▶ [What is being asked]: All of the records below need to be copied exactly.

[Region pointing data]
[Start of Attachment]

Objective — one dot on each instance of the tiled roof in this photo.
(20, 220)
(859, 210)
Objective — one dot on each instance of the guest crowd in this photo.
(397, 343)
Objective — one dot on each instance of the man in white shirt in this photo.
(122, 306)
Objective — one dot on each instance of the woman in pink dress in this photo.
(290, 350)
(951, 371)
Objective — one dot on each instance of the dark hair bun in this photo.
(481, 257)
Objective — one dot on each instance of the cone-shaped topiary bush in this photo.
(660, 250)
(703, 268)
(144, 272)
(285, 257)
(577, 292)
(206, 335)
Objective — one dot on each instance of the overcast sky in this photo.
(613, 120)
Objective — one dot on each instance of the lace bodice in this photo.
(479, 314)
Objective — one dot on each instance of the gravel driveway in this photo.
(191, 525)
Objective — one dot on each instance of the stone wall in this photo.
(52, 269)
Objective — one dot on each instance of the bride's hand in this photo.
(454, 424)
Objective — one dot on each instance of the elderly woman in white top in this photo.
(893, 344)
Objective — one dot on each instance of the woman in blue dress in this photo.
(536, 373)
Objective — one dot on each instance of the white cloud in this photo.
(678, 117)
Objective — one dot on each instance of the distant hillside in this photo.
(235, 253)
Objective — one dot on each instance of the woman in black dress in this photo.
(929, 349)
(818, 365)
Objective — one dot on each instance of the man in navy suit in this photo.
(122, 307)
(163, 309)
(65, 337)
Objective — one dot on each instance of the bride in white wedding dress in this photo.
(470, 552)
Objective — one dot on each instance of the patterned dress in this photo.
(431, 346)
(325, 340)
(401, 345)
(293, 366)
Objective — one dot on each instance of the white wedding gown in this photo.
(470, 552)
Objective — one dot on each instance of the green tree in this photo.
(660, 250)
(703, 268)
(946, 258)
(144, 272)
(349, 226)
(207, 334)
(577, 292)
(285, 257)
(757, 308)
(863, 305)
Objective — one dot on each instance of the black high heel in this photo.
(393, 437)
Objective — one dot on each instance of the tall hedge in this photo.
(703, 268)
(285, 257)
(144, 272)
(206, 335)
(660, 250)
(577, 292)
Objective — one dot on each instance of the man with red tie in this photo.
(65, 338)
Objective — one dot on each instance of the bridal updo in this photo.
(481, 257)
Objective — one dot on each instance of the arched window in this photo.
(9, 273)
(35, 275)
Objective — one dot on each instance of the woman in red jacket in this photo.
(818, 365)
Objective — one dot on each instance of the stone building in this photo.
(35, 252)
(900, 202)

[End of Attachment]

▶ [Response]:
Objective — one dot on each instance of the tiled roof in this photo.
(20, 220)
(859, 210)
Objective — one dot on each instance of the guest crowd in this photo.
(397, 343)
Objective — one dot on each instance of the man in white shirt in this photo.
(122, 306)
Objective — one dot on each instance of the woman in pink dress in this photo.
(290, 350)
(951, 371)
Objective — one dot on each instance of the dark hair bun in this photo.
(481, 257)
Objective — one dot on each instance of the cone-shaped topiary bush in this photo.
(660, 250)
(703, 268)
(144, 272)
(285, 257)
(577, 292)
(206, 335)
Objective — one dot on each instance of the overcast sky in this photo.
(613, 120)
Objective — one dot on each instance of the lace bodice in this photo.
(479, 314)
Objective — one dot on each instance of the gravel driveway in this photo.
(191, 525)
Objective — one dot on each instance of the stone wall in this photo.
(52, 269)
Objective — one dot on each instance of the bride's hand in this photo.
(454, 424)
Objective — one dot on each instance of the elderly woman in white top in this photo.
(893, 344)
Objective — one dot on each instance of the woman in blue dress in this photo.
(536, 373)
Objective — one dot on each instance of the white cloud in this photo.
(678, 117)
Objective — one dot on each instance of the distant hillside in this photo.
(235, 253)
Objective — one dot on each instance of the woman in black dress in this photo.
(929, 349)
(818, 365)
Objective — one dot on each instance of the man in navy suit in this photo.
(122, 307)
(163, 309)
(65, 337)
Objective — one dot on each instance of the bride in white wedding dress in this photo.
(470, 552)
Objective — one dot on each instance of the patterned dress in this photo.
(431, 346)
(325, 340)
(401, 345)
(293, 366)
Objective — one dot on each instance of the white wedding gown in this photo.
(470, 552)
Objective — one dot on each instance of the green tree in this photo.
(660, 250)
(703, 268)
(946, 258)
(144, 272)
(349, 226)
(207, 334)
(577, 292)
(285, 257)
(757, 308)
(863, 305)
Objective — one dot on each instance of the black high heel in this photo.
(393, 437)
Objective — one dot on each instance of the tall hedge in this photo.
(703, 268)
(285, 257)
(144, 272)
(206, 335)
(660, 250)
(577, 292)
Objective — one dot on each instance of the man with red tie in this photo.
(65, 338)
Objective — one dot on each instance of the bridal updo in this photo.
(481, 257)
Objective — one dot on each instance of the arched window in this photo.
(9, 273)
(35, 275)
Objective — one dot on each instance of the woman in red jacket in this photo.
(818, 365)
Objective — one dot on each instance of the stone building in this photo.
(35, 252)
(900, 202)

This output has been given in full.